Your instructions: Rewrite the material below with every occurrence of "vertex pairs" changed to "coordinate pairs", leaving everything else untouched.

Data supplied:
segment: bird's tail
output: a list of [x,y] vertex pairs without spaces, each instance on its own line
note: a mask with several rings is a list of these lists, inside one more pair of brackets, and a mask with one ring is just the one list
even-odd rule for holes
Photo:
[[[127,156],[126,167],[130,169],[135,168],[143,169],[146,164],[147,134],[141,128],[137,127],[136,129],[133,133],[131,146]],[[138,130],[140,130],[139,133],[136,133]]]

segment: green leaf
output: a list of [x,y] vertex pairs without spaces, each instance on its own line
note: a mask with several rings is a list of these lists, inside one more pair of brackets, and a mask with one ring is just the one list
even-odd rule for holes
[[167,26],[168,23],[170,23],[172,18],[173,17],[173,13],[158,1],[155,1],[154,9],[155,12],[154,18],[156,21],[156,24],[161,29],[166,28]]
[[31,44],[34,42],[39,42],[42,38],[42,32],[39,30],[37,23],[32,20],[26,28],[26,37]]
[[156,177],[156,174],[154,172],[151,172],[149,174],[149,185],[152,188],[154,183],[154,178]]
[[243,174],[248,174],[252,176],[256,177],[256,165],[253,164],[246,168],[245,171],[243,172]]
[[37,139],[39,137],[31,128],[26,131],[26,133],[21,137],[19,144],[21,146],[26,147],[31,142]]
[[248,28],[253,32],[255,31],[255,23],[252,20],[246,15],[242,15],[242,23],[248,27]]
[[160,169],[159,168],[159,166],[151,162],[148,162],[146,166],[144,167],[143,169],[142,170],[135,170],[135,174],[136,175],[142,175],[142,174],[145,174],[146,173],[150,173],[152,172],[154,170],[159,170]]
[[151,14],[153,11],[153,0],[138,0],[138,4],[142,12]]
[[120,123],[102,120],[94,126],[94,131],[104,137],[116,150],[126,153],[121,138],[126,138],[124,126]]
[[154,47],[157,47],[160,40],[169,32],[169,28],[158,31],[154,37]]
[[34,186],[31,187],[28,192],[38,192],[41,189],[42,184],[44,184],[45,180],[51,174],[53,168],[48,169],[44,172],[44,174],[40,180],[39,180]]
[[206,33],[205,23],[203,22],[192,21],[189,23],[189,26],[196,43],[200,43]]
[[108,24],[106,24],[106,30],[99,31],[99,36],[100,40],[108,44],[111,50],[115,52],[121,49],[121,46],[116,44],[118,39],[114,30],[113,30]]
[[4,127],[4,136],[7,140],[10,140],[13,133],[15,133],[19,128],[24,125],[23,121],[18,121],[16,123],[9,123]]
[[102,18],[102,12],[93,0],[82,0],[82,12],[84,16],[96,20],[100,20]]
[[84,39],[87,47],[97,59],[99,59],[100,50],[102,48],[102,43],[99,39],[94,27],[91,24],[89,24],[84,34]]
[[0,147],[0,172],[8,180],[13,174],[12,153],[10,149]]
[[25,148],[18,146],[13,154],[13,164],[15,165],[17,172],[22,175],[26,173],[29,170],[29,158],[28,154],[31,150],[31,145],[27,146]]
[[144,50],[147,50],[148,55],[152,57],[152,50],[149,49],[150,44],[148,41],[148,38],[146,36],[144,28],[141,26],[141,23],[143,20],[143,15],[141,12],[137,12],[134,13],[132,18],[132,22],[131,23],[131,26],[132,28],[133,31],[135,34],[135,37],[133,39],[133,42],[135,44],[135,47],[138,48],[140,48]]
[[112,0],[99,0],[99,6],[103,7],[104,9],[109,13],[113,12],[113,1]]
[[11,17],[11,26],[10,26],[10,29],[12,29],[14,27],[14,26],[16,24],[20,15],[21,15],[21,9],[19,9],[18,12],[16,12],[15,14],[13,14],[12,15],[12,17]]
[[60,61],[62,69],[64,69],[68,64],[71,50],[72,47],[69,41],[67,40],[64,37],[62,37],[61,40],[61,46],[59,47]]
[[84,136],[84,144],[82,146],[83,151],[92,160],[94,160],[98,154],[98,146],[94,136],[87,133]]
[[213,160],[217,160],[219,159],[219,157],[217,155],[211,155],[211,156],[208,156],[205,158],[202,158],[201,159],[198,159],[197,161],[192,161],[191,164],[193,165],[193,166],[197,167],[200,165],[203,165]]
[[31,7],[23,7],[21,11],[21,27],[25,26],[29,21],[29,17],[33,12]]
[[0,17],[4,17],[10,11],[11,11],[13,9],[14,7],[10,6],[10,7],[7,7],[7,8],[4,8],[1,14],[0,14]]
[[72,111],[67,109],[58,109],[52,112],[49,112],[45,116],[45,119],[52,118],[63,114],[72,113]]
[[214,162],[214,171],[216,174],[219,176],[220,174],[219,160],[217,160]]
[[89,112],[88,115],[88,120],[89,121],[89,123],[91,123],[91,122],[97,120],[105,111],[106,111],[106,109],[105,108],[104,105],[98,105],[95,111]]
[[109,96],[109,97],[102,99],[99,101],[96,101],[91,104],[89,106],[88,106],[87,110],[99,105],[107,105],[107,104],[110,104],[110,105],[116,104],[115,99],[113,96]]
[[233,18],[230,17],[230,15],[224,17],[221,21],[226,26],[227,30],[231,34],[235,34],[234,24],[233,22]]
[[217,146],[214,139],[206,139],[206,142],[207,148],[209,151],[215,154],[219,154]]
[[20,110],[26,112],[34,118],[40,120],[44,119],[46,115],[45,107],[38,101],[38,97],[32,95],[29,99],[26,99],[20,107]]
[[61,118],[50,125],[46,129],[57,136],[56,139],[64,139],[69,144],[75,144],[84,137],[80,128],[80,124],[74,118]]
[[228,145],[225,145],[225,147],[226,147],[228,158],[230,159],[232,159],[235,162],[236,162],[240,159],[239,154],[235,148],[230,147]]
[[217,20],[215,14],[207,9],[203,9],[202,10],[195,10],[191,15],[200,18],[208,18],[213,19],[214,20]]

Final answer:
segment: bird's tail
output: a list of [x,y] coordinate pairs without spaces, each instance on its own line
note: a mask with several rings is a list of these lists, inside one more pair of brackets, and a mask with one ring is just the one list
even-odd rule for holes
Photo:
[[[127,156],[126,167],[130,169],[135,168],[143,169],[146,164],[147,134],[141,128],[137,127],[136,129],[133,133],[131,146]],[[138,130],[140,130],[139,133],[136,133]]]

segment: green leaf
output: a list of [x,y] coordinate pairs without spaces, each instance on its own line
note: a mask with several rings is a list of these lists, inside one more pair of brackets, and a mask with one ring is just the one list
even-odd rule for holes
[[167,26],[168,23],[170,23],[172,18],[173,17],[173,13],[158,1],[155,1],[154,9],[155,12],[154,18],[156,21],[156,24],[161,29],[166,28]]
[[31,44],[34,42],[39,42],[42,38],[42,32],[39,30],[37,23],[32,20],[26,28],[26,37]]
[[156,177],[156,174],[154,172],[151,172],[149,174],[149,185],[152,188],[154,183],[154,178]]
[[243,174],[248,174],[252,176],[256,177],[256,165],[253,164],[246,168],[245,171],[243,172]]
[[37,139],[39,137],[31,128],[26,131],[26,133],[21,137],[19,144],[21,146],[26,147],[31,142]]
[[248,28],[253,32],[255,31],[255,23],[252,20],[246,15],[242,15],[242,23],[248,27]]
[[160,169],[159,168],[159,166],[151,162],[148,162],[146,166],[144,167],[143,169],[142,170],[135,170],[135,174],[136,175],[142,175],[142,174],[145,174],[146,173],[150,173],[152,172],[154,170],[159,170]]
[[151,14],[153,11],[153,0],[138,0],[138,4],[142,12]]
[[120,123],[102,120],[94,126],[94,131],[104,137],[116,150],[126,153],[121,138],[126,138],[124,126]]
[[154,47],[157,47],[160,40],[169,32],[169,28],[158,31],[154,37]]
[[34,186],[31,187],[28,192],[38,192],[41,189],[42,184],[44,184],[45,180],[51,174],[53,168],[48,169],[44,172],[44,174],[40,180],[39,180]]
[[206,33],[205,23],[203,22],[192,21],[189,23],[189,26],[196,43],[200,43]]
[[108,24],[106,24],[106,30],[99,31],[99,36],[100,40],[108,44],[111,50],[115,52],[121,49],[121,46],[116,44],[118,39],[114,30],[113,30]]
[[4,127],[4,136],[7,140],[10,140],[13,133],[15,133],[19,128],[24,125],[23,121],[18,121],[16,123],[9,123]]
[[102,18],[102,12],[93,0],[82,0],[82,12],[84,16],[96,20],[100,20]]
[[84,39],[87,47],[97,59],[99,59],[100,50],[102,48],[102,43],[99,39],[94,27],[91,24],[89,24],[84,34]]
[[0,147],[0,172],[8,180],[13,174],[12,153],[10,149]]
[[25,148],[18,146],[13,154],[13,164],[15,165],[17,172],[22,175],[26,173],[29,170],[29,158],[28,154],[31,150],[31,145],[27,146]]
[[144,50],[147,50],[148,55],[152,57],[152,50],[149,49],[150,44],[148,41],[148,38],[146,36],[144,28],[141,26],[141,23],[143,20],[143,15],[141,12],[137,12],[134,13],[132,18],[132,22],[131,23],[131,26],[132,28],[133,31],[135,34],[135,37],[133,39],[133,42],[135,44],[135,47],[138,48],[140,48]]
[[112,0],[99,0],[99,6],[103,7],[104,9],[109,13],[113,12],[113,1]]
[[11,17],[11,26],[10,26],[10,29],[12,29],[14,27],[14,26],[16,24],[20,15],[21,15],[21,9],[19,9],[18,12],[16,12],[15,14],[13,14],[12,15],[12,17]]
[[60,61],[62,69],[64,69],[68,64],[71,50],[72,47],[69,41],[67,40],[64,37],[62,37],[61,40],[61,46],[59,47]]
[[84,136],[84,144],[82,146],[83,151],[92,160],[94,160],[98,154],[98,146],[94,136],[87,133]]
[[213,160],[217,160],[219,159],[219,157],[217,155],[211,155],[211,156],[208,156],[205,158],[202,158],[201,159],[198,159],[197,161],[192,161],[191,164],[193,165],[193,166],[197,167],[200,165],[203,165]]
[[31,7],[23,7],[21,11],[21,27],[25,26],[29,21],[29,17],[33,12]]
[[0,17],[4,17],[10,11],[11,11],[13,9],[14,7],[10,6],[10,7],[7,7],[7,8],[4,8],[1,14],[0,14]]
[[72,111],[67,109],[58,109],[52,112],[49,112],[45,116],[45,119],[52,118],[63,114],[72,113]]
[[214,162],[214,171],[216,174],[219,176],[220,174],[219,160],[217,160]]
[[89,112],[88,115],[88,120],[89,121],[89,123],[91,123],[91,122],[97,120],[105,111],[106,111],[106,109],[105,108],[104,105],[98,105],[95,111]]
[[109,96],[109,97],[102,99],[99,101],[96,101],[91,104],[89,106],[88,106],[87,110],[99,105],[107,105],[107,104],[110,104],[110,105],[116,104],[115,99],[113,96]]
[[233,18],[230,17],[230,15],[224,17],[221,21],[226,26],[227,30],[231,34],[235,34],[234,24],[233,22]]
[[217,146],[214,139],[206,139],[206,142],[207,148],[209,151],[215,154],[219,154]]
[[20,110],[26,112],[34,118],[40,120],[44,119],[46,115],[45,107],[38,101],[38,97],[32,95],[29,99],[26,99],[20,107]]
[[61,118],[50,125],[46,129],[57,136],[56,139],[64,139],[69,144],[75,144],[84,137],[80,128],[80,124],[74,118]]
[[228,145],[225,145],[225,147],[226,147],[228,158],[230,159],[232,159],[235,162],[236,162],[240,159],[239,154],[235,148],[230,147]]
[[217,20],[215,14],[207,9],[203,9],[202,10],[195,10],[191,15],[200,18],[208,18],[213,19],[214,20]]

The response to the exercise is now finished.